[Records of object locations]
## Begin

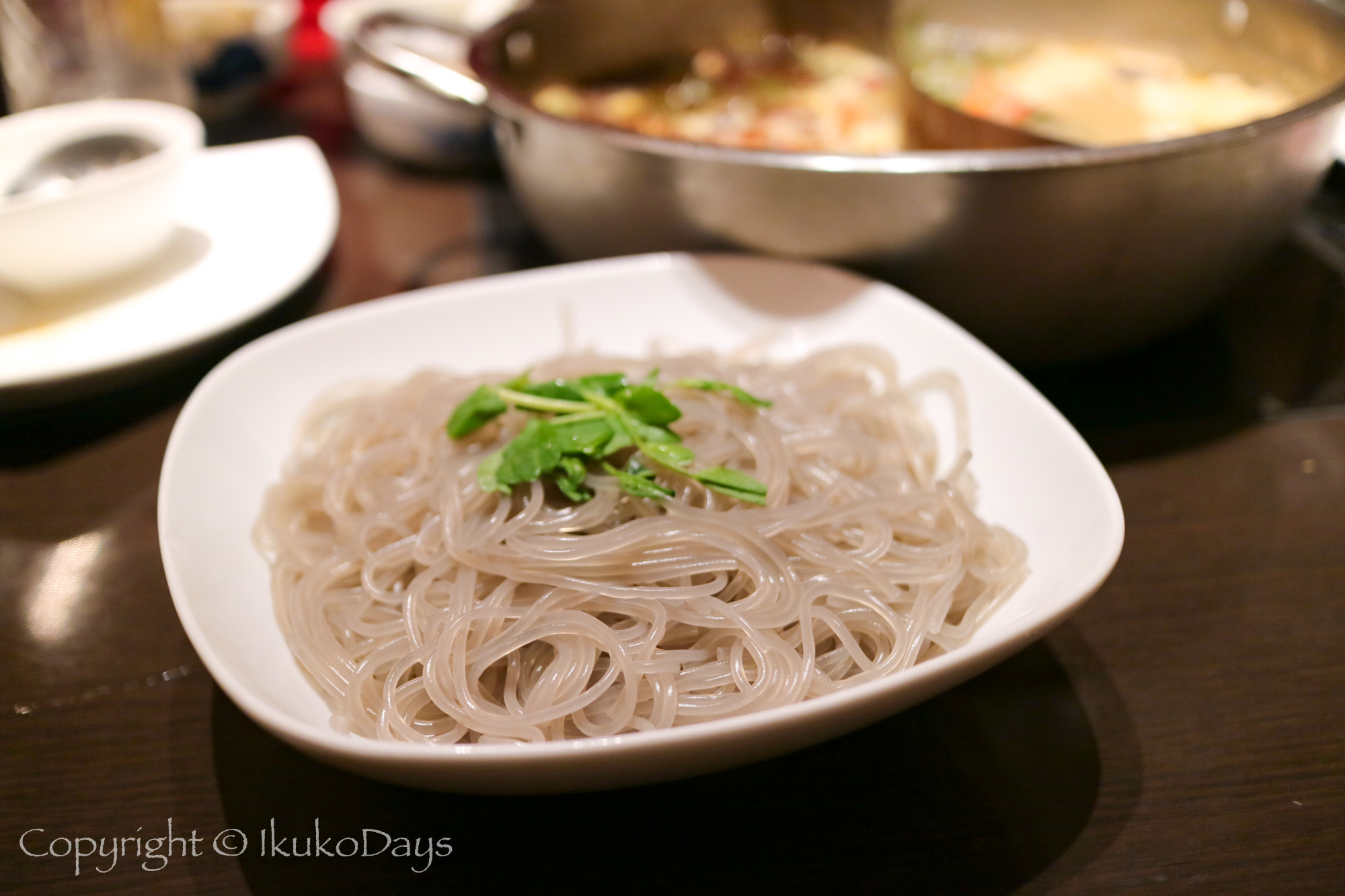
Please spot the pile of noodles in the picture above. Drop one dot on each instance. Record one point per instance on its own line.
(427, 610)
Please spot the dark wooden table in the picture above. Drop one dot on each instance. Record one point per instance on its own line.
(1186, 732)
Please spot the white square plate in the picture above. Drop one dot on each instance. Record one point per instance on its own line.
(1036, 477)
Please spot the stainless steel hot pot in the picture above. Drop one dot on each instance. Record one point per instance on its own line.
(1050, 253)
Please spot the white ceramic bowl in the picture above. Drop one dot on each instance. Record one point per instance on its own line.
(1036, 477)
(108, 222)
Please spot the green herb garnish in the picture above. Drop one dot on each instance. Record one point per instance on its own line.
(592, 419)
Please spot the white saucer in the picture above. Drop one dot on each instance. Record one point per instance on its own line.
(255, 222)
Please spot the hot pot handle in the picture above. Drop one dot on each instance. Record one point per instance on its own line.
(431, 75)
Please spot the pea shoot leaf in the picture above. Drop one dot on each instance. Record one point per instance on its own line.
(486, 479)
(475, 412)
(734, 483)
(719, 385)
(598, 416)
(649, 404)
(587, 438)
(638, 485)
(532, 454)
(570, 477)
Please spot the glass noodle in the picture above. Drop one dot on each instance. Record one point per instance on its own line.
(427, 610)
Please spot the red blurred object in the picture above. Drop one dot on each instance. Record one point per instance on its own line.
(310, 45)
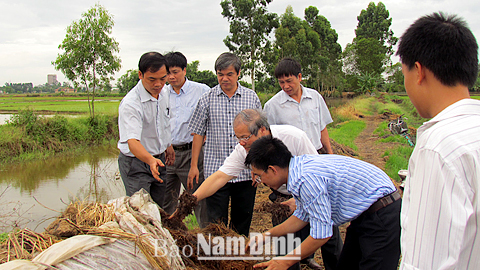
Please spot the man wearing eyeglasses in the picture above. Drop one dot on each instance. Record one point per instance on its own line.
(213, 118)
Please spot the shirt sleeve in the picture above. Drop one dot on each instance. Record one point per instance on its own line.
(198, 122)
(325, 117)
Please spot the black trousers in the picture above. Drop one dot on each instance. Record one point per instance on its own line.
(373, 240)
(136, 175)
(242, 195)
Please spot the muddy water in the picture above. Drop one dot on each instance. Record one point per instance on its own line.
(32, 194)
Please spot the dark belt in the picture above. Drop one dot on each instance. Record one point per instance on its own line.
(182, 147)
(382, 202)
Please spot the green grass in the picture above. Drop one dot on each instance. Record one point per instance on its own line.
(29, 136)
(191, 222)
(346, 132)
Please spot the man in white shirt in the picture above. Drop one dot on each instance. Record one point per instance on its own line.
(440, 214)
(184, 95)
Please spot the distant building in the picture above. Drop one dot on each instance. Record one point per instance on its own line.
(52, 79)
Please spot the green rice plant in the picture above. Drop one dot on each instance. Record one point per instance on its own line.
(346, 132)
(397, 159)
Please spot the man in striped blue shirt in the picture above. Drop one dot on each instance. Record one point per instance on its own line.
(332, 190)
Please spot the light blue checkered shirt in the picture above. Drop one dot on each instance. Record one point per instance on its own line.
(332, 190)
(213, 117)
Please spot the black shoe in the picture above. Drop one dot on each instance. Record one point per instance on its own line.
(310, 262)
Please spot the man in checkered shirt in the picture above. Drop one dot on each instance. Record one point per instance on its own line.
(213, 118)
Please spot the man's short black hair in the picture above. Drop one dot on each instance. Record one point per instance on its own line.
(444, 45)
(268, 151)
(176, 59)
(152, 61)
(286, 67)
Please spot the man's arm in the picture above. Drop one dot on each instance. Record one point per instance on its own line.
(196, 148)
(141, 153)
(325, 139)
(211, 185)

## End

Give every line of the records above as a JSON list of strings, one string per line, with blank lines left out. Leave the pictures out of the list.

> **The response**
[
  "Please spot the pile of noodles in the picture above. Drop one dot on each instance. Record one point per instance on its own line.",
  "(427, 610)",
  "Please spot the dark wooden table in the picture above. Drop one dot on each instance. Record one point per instance on its own line.",
  "(1186, 732)",
  "Please spot the white square plate in the picture above. Drop one dot on each instance. Record one point per instance on its own line.",
  "(1036, 477)",
  "Please spot the stainless steel hot pot in the picture above. Drop one dot on each instance. Record one point per instance on its own line.",
  "(1050, 253)",
  "Please spot the white ceramic bowl in the picture above. Drop one dot on each instance. Record one point per instance on its own line.",
  "(1036, 477)",
  "(108, 222)",
  "Please spot the green herb garnish in the picture above. Drop one dot on each instance. Record one point per instance on its own line.",
  "(592, 419)",
  "Please spot the white saucer in the picture above. Drop one dot on each instance. Record one point per instance on its own line.",
  "(255, 222)",
  "Please spot the hot pot handle in the picture above. Drop one dot on each instance. Record one point per instance on its own line.",
  "(431, 75)",
  "Please spot the pea shoot leaf in the picture above. Drop one dot on each instance. Record one point per instance on its own line.",
  "(486, 479)",
  "(475, 412)",
  "(734, 483)",
  "(719, 385)",
  "(598, 416)",
  "(649, 404)",
  "(587, 438)",
  "(638, 485)",
  "(532, 454)",
  "(570, 477)",
  "Please spot the glass noodle in the picture above. Drop one dot on each instance. Record one point per instance on its own line.",
  "(427, 610)",
  "Please spot the red blurred object in the picture above. Drop one dot on each instance. Record one point per instance on its own line.",
  "(310, 45)",
  "Please spot the man wearing eyeglasses in the picture above. Drop one dot on each instance. Record one point per instance on its own line.",
  "(213, 118)",
  "Please spot the shirt sleeve in the picture above. Drop one dot on each instance. Record one point per instance on its own line.",
  "(198, 122)",
  "(325, 117)",
  "Please spot the black trousers in the picture above. Drop one dot on each instance. Record one point per instance on its own line.",
  "(373, 240)",
  "(136, 175)",
  "(242, 195)",
  "Please spot the muddy water in the picture above. Drop one dot on each instance. Record one point per instance on its own line.",
  "(32, 194)",
  "Please spot the dark belt in the picture above. Drop one dot on each instance. Record one point per instance on its own line.",
  "(182, 147)",
  "(382, 202)",
  "Please spot the green grass in the picture above. Drop one dot on each instance. Record one point per instance on its own line.",
  "(29, 136)",
  "(191, 222)",
  "(346, 132)",
  "Please spot the man in white shirt in the picture above. Drop one dot on each instance. Record one point per instance on its own line.",
  "(440, 214)",
  "(184, 95)",
  "Please spot the distant building in the picture above. Drop one dot on each instance. Record one point per instance on its own line.",
  "(52, 79)",
  "Please spot the green rice plant in the picture above. Drop one dot on each instance. Record one point per instance on its own line.",
  "(346, 132)",
  "(397, 159)",
  "Please spot the man in striped blue shirt in the picture above. Drop one dot on each instance. Record one point per instance on its own line.",
  "(332, 190)",
  "Please spot the light blue checkered shirt in the picture above. Drop one dot on each instance. Record one point per instance on its own line.",
  "(332, 190)",
  "(213, 117)",
  "Please spot the black shoe in the picture above. Drop one dot on each instance. Record one point per instance on its own line.",
  "(310, 262)",
  "Please spot the man in checkered shirt in the picture above. Drop one dot on each instance. Record one point per instance on its own line.",
  "(213, 118)",
  "Please spot the man's short black hair in the picture above. Drop one dot on each instance. Record one point per instance on its own line.",
  "(444, 45)",
  "(268, 151)",
  "(176, 59)",
  "(152, 61)",
  "(286, 67)",
  "Please spot the man's arm in the picture above. Drop one dot on each instance. Record one point per instance on its own line.",
  "(196, 148)",
  "(141, 153)",
  "(325, 139)",
  "(211, 185)"
]